# What is expected
Everything in the data below except the pictures must be repeated word for word.

# Provided entries
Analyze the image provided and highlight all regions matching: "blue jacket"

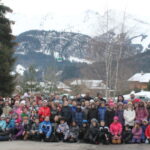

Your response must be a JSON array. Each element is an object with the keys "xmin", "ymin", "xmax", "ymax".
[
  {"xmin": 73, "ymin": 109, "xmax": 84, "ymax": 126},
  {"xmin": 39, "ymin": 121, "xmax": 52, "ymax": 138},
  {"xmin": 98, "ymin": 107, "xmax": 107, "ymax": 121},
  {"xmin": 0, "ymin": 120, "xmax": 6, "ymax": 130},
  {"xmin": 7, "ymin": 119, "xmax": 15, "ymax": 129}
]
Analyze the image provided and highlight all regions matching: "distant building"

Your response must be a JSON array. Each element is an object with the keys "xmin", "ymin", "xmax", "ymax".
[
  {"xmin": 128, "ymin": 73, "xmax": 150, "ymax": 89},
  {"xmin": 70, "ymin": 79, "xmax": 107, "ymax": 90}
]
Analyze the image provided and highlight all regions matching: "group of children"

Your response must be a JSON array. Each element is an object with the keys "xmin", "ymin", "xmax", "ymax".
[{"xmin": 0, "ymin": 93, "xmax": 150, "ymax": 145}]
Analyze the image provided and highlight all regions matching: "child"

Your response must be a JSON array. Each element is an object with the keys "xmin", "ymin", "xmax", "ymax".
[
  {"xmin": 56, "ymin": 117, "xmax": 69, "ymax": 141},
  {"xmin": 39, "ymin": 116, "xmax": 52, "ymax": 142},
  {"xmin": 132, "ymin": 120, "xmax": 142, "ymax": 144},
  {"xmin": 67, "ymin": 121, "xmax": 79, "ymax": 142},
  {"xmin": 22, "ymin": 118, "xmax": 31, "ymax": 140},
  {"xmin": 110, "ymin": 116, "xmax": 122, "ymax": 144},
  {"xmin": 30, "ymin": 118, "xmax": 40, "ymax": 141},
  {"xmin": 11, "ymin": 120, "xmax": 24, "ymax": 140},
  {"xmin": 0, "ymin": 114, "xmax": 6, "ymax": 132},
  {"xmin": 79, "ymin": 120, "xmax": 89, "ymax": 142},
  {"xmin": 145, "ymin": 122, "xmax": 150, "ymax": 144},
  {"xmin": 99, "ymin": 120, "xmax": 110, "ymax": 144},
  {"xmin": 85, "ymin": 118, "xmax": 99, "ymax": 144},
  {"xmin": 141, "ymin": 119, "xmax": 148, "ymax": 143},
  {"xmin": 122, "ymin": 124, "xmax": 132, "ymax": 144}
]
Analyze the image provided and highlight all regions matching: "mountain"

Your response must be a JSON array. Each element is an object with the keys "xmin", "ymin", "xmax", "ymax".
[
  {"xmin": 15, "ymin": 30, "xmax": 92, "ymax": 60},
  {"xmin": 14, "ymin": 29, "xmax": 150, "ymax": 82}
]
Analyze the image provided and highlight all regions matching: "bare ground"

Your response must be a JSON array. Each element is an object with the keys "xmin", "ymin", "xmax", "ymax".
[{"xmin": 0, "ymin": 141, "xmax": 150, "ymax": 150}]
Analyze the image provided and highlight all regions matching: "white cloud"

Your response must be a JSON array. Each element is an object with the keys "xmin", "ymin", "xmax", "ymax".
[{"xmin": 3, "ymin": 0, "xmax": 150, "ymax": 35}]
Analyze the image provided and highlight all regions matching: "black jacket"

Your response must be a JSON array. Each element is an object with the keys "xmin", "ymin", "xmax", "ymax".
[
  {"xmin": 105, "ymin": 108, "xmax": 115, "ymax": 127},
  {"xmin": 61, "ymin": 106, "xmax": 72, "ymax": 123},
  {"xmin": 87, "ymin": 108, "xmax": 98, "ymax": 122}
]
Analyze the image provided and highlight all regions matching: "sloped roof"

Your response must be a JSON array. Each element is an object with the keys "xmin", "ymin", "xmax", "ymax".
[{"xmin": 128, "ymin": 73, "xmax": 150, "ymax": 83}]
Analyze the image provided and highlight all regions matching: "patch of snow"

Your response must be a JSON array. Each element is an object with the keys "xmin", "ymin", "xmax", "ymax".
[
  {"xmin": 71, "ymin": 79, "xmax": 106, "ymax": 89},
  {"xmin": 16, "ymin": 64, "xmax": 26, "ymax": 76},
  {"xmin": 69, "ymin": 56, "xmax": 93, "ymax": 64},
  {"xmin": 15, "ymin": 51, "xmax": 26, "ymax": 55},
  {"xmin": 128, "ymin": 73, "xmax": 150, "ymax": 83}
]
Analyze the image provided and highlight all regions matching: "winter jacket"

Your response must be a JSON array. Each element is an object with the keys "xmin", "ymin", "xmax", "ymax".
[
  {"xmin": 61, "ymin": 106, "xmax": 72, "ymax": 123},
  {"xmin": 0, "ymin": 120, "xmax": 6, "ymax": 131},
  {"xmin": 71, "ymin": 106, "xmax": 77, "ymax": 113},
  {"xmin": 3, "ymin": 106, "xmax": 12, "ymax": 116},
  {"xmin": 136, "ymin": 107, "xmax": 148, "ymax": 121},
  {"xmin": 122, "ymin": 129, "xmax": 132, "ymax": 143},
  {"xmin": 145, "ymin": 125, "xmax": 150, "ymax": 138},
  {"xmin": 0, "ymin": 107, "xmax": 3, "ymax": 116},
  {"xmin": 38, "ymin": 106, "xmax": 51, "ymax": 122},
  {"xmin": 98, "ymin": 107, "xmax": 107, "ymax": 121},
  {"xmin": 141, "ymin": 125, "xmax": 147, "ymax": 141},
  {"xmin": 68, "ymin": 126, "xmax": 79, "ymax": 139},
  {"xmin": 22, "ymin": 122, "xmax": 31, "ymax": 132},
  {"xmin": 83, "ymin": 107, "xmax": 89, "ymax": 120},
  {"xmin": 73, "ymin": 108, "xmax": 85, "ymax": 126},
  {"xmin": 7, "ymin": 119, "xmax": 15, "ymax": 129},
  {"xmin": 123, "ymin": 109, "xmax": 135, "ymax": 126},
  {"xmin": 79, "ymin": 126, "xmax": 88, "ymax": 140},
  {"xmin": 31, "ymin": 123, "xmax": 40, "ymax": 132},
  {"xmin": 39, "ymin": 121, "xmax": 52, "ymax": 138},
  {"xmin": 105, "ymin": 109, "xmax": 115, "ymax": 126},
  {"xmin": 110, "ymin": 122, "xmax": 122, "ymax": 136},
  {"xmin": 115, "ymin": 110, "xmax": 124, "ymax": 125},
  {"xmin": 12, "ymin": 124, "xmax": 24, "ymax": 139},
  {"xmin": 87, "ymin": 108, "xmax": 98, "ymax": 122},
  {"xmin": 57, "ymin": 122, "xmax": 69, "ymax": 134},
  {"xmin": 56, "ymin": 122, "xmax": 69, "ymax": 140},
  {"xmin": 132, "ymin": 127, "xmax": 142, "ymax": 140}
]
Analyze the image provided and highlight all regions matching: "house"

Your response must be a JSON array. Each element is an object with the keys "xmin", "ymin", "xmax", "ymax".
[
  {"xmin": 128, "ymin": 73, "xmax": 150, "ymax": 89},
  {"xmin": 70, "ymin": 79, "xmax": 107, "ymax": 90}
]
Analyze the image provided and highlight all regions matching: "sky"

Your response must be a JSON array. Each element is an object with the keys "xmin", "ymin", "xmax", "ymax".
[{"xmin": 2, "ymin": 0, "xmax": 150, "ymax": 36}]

# Answer to this exercise
Analyze the image provided and highlight all regions matching: "blue jacket"


Your response must be a JSON array. Each element is an object with the keys "xmin", "ymin", "xmax", "ymax".
[
  {"xmin": 73, "ymin": 109, "xmax": 84, "ymax": 126},
  {"xmin": 39, "ymin": 121, "xmax": 52, "ymax": 138},
  {"xmin": 98, "ymin": 107, "xmax": 107, "ymax": 121},
  {"xmin": 0, "ymin": 120, "xmax": 6, "ymax": 130},
  {"xmin": 7, "ymin": 119, "xmax": 15, "ymax": 129}
]
Analyze the image provided and highlight all regions matching: "distant building"

Your response must be a JSON array. Each element is an object with the keys "xmin", "ymin", "xmax", "ymax".
[
  {"xmin": 128, "ymin": 73, "xmax": 150, "ymax": 89},
  {"xmin": 70, "ymin": 79, "xmax": 107, "ymax": 90}
]
Analyze the image provided and highlight all regions matching: "group of children"

Your response must be a JSON array. Each element is an object with the keys "xmin", "ymin", "xmax", "ymax".
[{"xmin": 0, "ymin": 93, "xmax": 150, "ymax": 145}]
Analyze the image provided and highlight all regions matching: "child"

Your response must be a JSON array. Each element is an object with the keys "xmin", "ymin", "xmax", "ymax".
[
  {"xmin": 56, "ymin": 117, "xmax": 69, "ymax": 141},
  {"xmin": 39, "ymin": 116, "xmax": 52, "ymax": 142},
  {"xmin": 132, "ymin": 120, "xmax": 142, "ymax": 144},
  {"xmin": 67, "ymin": 121, "xmax": 79, "ymax": 142},
  {"xmin": 22, "ymin": 118, "xmax": 31, "ymax": 140},
  {"xmin": 110, "ymin": 116, "xmax": 122, "ymax": 144},
  {"xmin": 30, "ymin": 118, "xmax": 40, "ymax": 141},
  {"xmin": 11, "ymin": 120, "xmax": 24, "ymax": 140},
  {"xmin": 0, "ymin": 114, "xmax": 6, "ymax": 132},
  {"xmin": 79, "ymin": 120, "xmax": 89, "ymax": 142},
  {"xmin": 145, "ymin": 122, "xmax": 150, "ymax": 144},
  {"xmin": 99, "ymin": 120, "xmax": 110, "ymax": 144},
  {"xmin": 85, "ymin": 118, "xmax": 99, "ymax": 144},
  {"xmin": 141, "ymin": 119, "xmax": 148, "ymax": 143},
  {"xmin": 122, "ymin": 124, "xmax": 132, "ymax": 144}
]
Analyze the image provided and highlight all regions matching: "mountain"

Your response must be a JSON array. Each element is an object with the keys "xmin", "ymin", "xmax", "ymax".
[
  {"xmin": 15, "ymin": 30, "xmax": 92, "ymax": 60},
  {"xmin": 14, "ymin": 29, "xmax": 150, "ymax": 82}
]
Analyze the image provided and highlight all regions matching: "bare ground"

Your response must be a JSON array. Each element is an object with the keys "xmin", "ymin", "xmax", "ymax".
[{"xmin": 0, "ymin": 141, "xmax": 150, "ymax": 150}]
Analyze the image provided and highlight all regions matching: "white cloud"

Your response must be a JSON array. Each element is an object with the keys "xmin", "ymin", "xmax", "ymax".
[{"xmin": 3, "ymin": 0, "xmax": 150, "ymax": 35}]
Analyze the image provided and highlight all regions matching: "black jacket"

Your response must be a JSON array. Each element is an object with the keys "xmin", "ymin", "xmax", "ymax".
[
  {"xmin": 105, "ymin": 108, "xmax": 115, "ymax": 127},
  {"xmin": 61, "ymin": 106, "xmax": 72, "ymax": 123},
  {"xmin": 87, "ymin": 108, "xmax": 98, "ymax": 122}
]
Analyze the image provided and highlight all regions matching: "sloped roof"

Your response must be a JSON array. Each element is an object with the keys "xmin", "ymin", "xmax", "ymax".
[{"xmin": 128, "ymin": 73, "xmax": 150, "ymax": 83}]
Analyze the image provided and highlight all regions matching: "patch of snow"

Your response must be a JSON array. Each element is an object with the keys "xmin", "ymin", "xmax", "ymax".
[
  {"xmin": 71, "ymin": 79, "xmax": 106, "ymax": 89},
  {"xmin": 16, "ymin": 64, "xmax": 26, "ymax": 76},
  {"xmin": 69, "ymin": 56, "xmax": 93, "ymax": 64},
  {"xmin": 15, "ymin": 51, "xmax": 26, "ymax": 55},
  {"xmin": 128, "ymin": 73, "xmax": 150, "ymax": 83}
]
Analyze the image provided and highlight all regions matching: "winter jacket"

Your response must be a JSON array. Each element is an object with the keys "xmin", "ymin", "xmax", "ymax".
[
  {"xmin": 61, "ymin": 106, "xmax": 72, "ymax": 123},
  {"xmin": 0, "ymin": 120, "xmax": 6, "ymax": 131},
  {"xmin": 71, "ymin": 106, "xmax": 77, "ymax": 113},
  {"xmin": 3, "ymin": 106, "xmax": 12, "ymax": 116},
  {"xmin": 136, "ymin": 107, "xmax": 148, "ymax": 121},
  {"xmin": 122, "ymin": 129, "xmax": 132, "ymax": 143},
  {"xmin": 145, "ymin": 125, "xmax": 150, "ymax": 138},
  {"xmin": 0, "ymin": 107, "xmax": 3, "ymax": 116},
  {"xmin": 38, "ymin": 106, "xmax": 51, "ymax": 122},
  {"xmin": 98, "ymin": 107, "xmax": 107, "ymax": 121},
  {"xmin": 141, "ymin": 125, "xmax": 147, "ymax": 141},
  {"xmin": 68, "ymin": 126, "xmax": 79, "ymax": 139},
  {"xmin": 22, "ymin": 122, "xmax": 31, "ymax": 132},
  {"xmin": 83, "ymin": 107, "xmax": 89, "ymax": 120},
  {"xmin": 73, "ymin": 108, "xmax": 85, "ymax": 126},
  {"xmin": 7, "ymin": 119, "xmax": 15, "ymax": 129},
  {"xmin": 123, "ymin": 109, "xmax": 135, "ymax": 126},
  {"xmin": 79, "ymin": 126, "xmax": 88, "ymax": 140},
  {"xmin": 31, "ymin": 123, "xmax": 40, "ymax": 132},
  {"xmin": 39, "ymin": 121, "xmax": 52, "ymax": 138},
  {"xmin": 105, "ymin": 109, "xmax": 115, "ymax": 126},
  {"xmin": 110, "ymin": 122, "xmax": 122, "ymax": 136},
  {"xmin": 115, "ymin": 110, "xmax": 124, "ymax": 125},
  {"xmin": 12, "ymin": 124, "xmax": 24, "ymax": 139},
  {"xmin": 87, "ymin": 108, "xmax": 98, "ymax": 122},
  {"xmin": 57, "ymin": 122, "xmax": 69, "ymax": 134},
  {"xmin": 56, "ymin": 122, "xmax": 69, "ymax": 140},
  {"xmin": 132, "ymin": 127, "xmax": 142, "ymax": 140}
]
Analyze the image provided and highlight all regions matching: "house"

Your response must be a JSON array. Each element is an object with the keys "xmin", "ymin", "xmax", "ymax".
[
  {"xmin": 128, "ymin": 73, "xmax": 150, "ymax": 89},
  {"xmin": 70, "ymin": 79, "xmax": 107, "ymax": 90}
]
Analyze the image provided and highlight all regions matching: "sky"

Your response must be a JSON array. Each element is an object with the keys "xmin", "ymin", "xmax", "ymax".
[{"xmin": 2, "ymin": 0, "xmax": 150, "ymax": 36}]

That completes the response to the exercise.